- [What you need to do]
Copy out every line exactly, passing over the pictures.

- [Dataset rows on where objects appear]
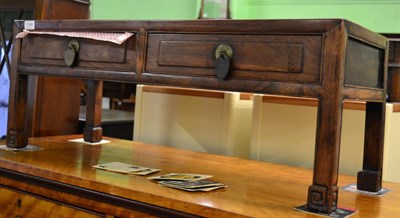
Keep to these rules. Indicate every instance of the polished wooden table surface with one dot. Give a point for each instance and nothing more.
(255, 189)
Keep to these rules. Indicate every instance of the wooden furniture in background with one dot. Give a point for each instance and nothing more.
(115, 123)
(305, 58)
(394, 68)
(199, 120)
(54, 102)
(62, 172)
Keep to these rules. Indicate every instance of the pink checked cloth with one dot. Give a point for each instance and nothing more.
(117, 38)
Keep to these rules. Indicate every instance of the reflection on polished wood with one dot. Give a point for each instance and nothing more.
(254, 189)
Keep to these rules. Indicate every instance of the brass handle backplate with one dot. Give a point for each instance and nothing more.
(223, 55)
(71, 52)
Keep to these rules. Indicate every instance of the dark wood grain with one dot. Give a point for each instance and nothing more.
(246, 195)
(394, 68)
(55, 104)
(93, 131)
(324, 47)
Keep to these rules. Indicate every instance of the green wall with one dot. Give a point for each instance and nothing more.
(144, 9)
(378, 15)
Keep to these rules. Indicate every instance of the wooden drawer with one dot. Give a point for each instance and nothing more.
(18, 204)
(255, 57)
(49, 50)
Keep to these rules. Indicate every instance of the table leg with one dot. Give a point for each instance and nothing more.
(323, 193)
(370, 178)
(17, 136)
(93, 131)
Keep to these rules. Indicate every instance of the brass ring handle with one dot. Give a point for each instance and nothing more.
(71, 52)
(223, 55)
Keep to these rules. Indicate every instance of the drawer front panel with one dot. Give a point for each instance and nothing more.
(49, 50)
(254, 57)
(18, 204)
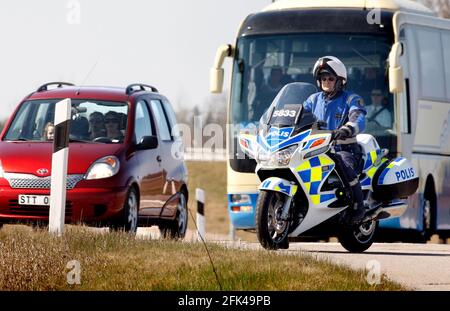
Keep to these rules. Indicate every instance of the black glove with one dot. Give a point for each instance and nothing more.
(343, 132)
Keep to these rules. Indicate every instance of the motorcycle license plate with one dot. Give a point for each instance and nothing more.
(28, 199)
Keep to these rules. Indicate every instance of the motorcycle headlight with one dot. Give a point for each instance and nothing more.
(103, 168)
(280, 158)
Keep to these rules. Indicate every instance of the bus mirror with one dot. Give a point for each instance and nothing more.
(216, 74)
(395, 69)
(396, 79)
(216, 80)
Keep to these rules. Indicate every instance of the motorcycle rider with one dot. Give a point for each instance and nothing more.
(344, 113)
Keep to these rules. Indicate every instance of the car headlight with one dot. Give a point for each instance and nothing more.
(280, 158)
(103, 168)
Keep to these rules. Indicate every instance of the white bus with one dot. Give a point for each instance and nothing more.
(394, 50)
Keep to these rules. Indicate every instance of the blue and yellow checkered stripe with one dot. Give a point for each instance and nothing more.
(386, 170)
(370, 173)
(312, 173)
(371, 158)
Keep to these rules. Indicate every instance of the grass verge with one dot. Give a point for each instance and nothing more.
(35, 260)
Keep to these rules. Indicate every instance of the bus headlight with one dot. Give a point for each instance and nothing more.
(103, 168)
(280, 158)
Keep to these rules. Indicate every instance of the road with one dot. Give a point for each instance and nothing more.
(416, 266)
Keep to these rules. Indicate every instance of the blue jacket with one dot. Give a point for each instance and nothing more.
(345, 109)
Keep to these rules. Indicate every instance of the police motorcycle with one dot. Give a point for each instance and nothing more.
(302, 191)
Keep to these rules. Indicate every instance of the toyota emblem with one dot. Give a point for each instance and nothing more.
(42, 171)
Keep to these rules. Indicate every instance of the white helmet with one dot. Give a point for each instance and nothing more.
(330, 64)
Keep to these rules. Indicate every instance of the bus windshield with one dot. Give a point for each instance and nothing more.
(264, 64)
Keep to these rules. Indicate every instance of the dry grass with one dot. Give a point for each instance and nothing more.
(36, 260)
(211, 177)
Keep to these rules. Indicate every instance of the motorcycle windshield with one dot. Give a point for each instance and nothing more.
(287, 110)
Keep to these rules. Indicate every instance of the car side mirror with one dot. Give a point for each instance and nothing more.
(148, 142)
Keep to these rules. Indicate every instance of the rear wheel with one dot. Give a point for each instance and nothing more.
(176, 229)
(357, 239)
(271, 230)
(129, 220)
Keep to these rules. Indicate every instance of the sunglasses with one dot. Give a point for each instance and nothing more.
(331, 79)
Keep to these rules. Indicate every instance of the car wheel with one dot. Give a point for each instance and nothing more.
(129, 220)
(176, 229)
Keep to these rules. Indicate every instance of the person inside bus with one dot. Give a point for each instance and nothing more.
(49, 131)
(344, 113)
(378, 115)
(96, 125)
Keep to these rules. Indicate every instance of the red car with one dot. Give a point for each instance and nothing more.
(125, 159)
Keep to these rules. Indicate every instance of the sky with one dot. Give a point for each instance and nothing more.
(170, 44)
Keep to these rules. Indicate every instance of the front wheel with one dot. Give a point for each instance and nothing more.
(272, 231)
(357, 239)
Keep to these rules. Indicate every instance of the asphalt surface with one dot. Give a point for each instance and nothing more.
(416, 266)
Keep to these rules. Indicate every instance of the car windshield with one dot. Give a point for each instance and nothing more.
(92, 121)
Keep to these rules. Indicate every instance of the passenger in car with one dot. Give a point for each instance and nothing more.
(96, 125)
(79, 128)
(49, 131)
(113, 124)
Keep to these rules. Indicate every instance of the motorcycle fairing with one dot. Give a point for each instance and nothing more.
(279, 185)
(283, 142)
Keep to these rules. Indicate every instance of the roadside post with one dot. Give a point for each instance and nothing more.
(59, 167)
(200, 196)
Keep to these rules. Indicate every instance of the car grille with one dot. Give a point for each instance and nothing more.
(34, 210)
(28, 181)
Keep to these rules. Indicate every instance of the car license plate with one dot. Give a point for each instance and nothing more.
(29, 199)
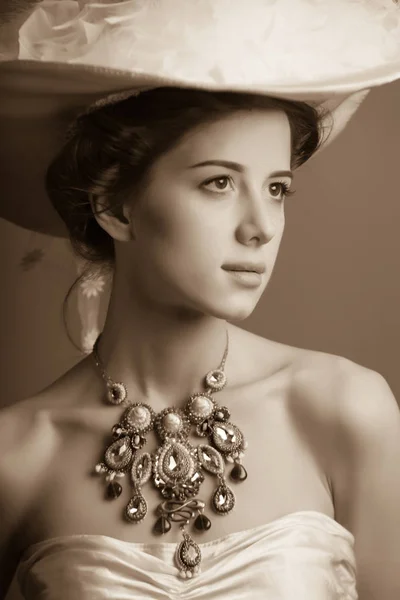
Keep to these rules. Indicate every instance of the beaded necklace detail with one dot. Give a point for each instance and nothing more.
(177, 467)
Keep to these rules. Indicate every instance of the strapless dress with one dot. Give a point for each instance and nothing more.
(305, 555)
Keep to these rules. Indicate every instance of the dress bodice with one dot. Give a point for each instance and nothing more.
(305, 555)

- [Task solution]
Keep to these rules. Indicate every instance of the polished wooden table surface with one dot. Give a point for each instance and nothing more.
(255, 189)
Keep to these rules. Indicate every instance of the wooden furniture in background with one dot. Give a point for each instance and nothing more.
(115, 123)
(305, 58)
(394, 68)
(199, 120)
(54, 102)
(62, 172)
Keep to these rules. Indicate every instance of the pink checked cloth with one dot. Give a point for each instance and nothing more.
(117, 38)
Keep to these rules. Indicate every instance of the reflection on polished wood with one dot. Give a point for each instance and nothing more.
(254, 189)
Keep to these rules. Indicate every instance of the brass handle backplate with one dot. Give a point for each instance and nothing more.
(223, 55)
(71, 52)
Keep to these rules. Indicate every instance of the dark wood grain with one dot. Give a point for each instance and nothing more.
(246, 195)
(394, 68)
(55, 104)
(93, 131)
(324, 47)
Keep to these rules. Indicate every instance of the green wall with one dot. Give a point for each instance and nothing more.
(144, 9)
(378, 15)
Keep to these rules. Indicate every instance of the wooden drawer with one dot. Give a point for each instance and nothing more.
(18, 204)
(255, 57)
(49, 50)
Keep to these rules. Indicate every instance of the table leg with one dot. Give a point for each instance and nothing more.
(323, 193)
(370, 178)
(17, 136)
(93, 131)
Keep to these rules. Indicate every instance of the brass ring handle with one dot. Give a point for each instance and nothing more.
(71, 52)
(223, 55)
Keep to these rules. Indicate every instance of the drawer front panel with one dot. Give a point for each instance and nothing more.
(49, 50)
(254, 57)
(18, 204)
Keep to these rules. Indicate every instance of the black glove with one dot. Give a point for each instance and nothing more.
(343, 132)
Keep to these rules. Indicate every instance of the motorcycle license plate with one dot. Give a point for each instance and nothing more.
(28, 199)
Keep to these rules. Indicate every instance of the motorcycle headlight with one dot. Give a point for each instance and nothing more.
(103, 168)
(280, 158)
Keep to these rules. Indicate every instance of the bus mirror with one dot. Give a point for each instance and nothing more.
(216, 74)
(395, 69)
(396, 79)
(216, 80)
Keep to these rules. Indicate every instance of the motorcycle rider with one dot. Give a point for each instance and nothing more.
(344, 113)
Keep to these rules. Indicate every instance of the car headlight with one dot. Give a point for each instance and nothing more.
(280, 158)
(103, 168)
Keep to these rules. Indicate every instance of the white bus with one dot. Give a point for each instance and nothing more.
(394, 50)
Keep to these rules. Indicate every instance of the blue and yellow checkered stripe with one dot. Give a point for each instance and nothing more.
(386, 170)
(370, 173)
(312, 173)
(371, 158)
Keep to these rules. Indicate every instance of the grass verge with one dot. Give a point for each instance and nothing more.
(35, 260)
Keep to these rules. Indicate every instance of the bus headlight with one dot. Give a point for each instance and nothing more.
(103, 168)
(280, 158)
Keep to these rules. Indicate every instance of the road with one dot. Give a point for each instance and nothing more.
(416, 266)
Keep to these rules. Indicate every instance of the blue jacket with one dot. Give a point for each instance and nothing more.
(345, 109)
Keep to these rules. Indicate every instance of the police motorcycle with one dot. Give a point for each instance and nothing more.
(302, 191)
Keep to these rules. Indicate every instance of the toyota emblem with one dot. Give a point for each instance and nothing more.
(42, 171)
Keep to these rules. Indicate every instance of the white helmet with one dot. Give a point for each instance and nothing more.
(330, 64)
Keep to these rules. Indicate every instance of the bus windshield with one dot. Give a point for each instance and nothing more.
(264, 64)
Keep to these rules. Indicate every instance of the dry grass with one dot. Give a point for each instance and nothing more.
(36, 260)
(211, 177)
Keep to these rules. Indicate every instance of the motorcycle windshield with one dot. Give a point for each instance and nothing more.
(287, 110)
Keep to these rules. Indicate every instance of the car side mirror with one dot. Give a point for each instance and nothing more.
(148, 142)
Keep to these rules. Indicate every instance of the rear wheel with one dot. Give a point for each instance and nothing more.
(176, 229)
(357, 239)
(271, 230)
(129, 220)
Keep to these rules. Indicate every instance of the sunglasses with one dot. Give a point for each instance and nothing more.
(331, 79)
Keep to these rules. Indicate every instance of the car wheel with one dot. Give a point for each instance and nothing more.
(129, 220)
(176, 229)
Keep to these rules. Indicate every instance of the person inside bus with one dot. Give a point for each instance and nothing more.
(49, 131)
(344, 113)
(378, 115)
(96, 125)
Keep to these rules. Indicate every instance of the red car with one dot. Give a point for each instance and nothing more.
(125, 159)
Keep to these rules. Indicate every instance of the sky with one dot. Give a point for each instance and nothing more.
(170, 44)
Keep to these rules. Indicate every instance of the front wheel with one dot. Give a point for each instance and nothing more.
(272, 231)
(357, 239)
Keep to these rules. Indicate every instance of the asphalt surface with one dot. Give a point for each instance and nothing more.
(416, 266)
Keep to these rules. Indicate every instance of the car windshield with one dot. Give a point for each instance and nothing more.
(92, 121)
Keep to these rules. Indicate every instance of the passenger in car with one dot. Give a point for each instance and nothing more.
(96, 125)
(79, 128)
(49, 131)
(113, 124)
Keep to these rules. Indicate every instance of the motorcycle fairing with one dot. Give a point for each instance and nothing more.
(279, 185)
(283, 142)
Keep to these rules. Indicate every instance of the roadside post with one dot. Give a point for each instance and nothing more.
(59, 167)
(200, 196)
Keep to these rules. Indicate every instance of the car grille with one dot. Give a point for each instance and nothing more.
(34, 210)
(28, 181)
Keep to these rules. Indicate every instance of the car license plate with one dot. Give a point for each instance and nothing more.
(29, 199)
Keep to these rules. Indicate every instance of the beaded necklace detail with one dot. Give a point for each instance and nothing more.
(177, 467)
Keep to these rules. Indicate every instance of the strapless dress with one dot. Give a point for each instance and nothing more.
(305, 555)
Keep to these rules. Indicate every instance of the dress bodice with one dot. Give a point for each instance and nothing more.
(305, 555)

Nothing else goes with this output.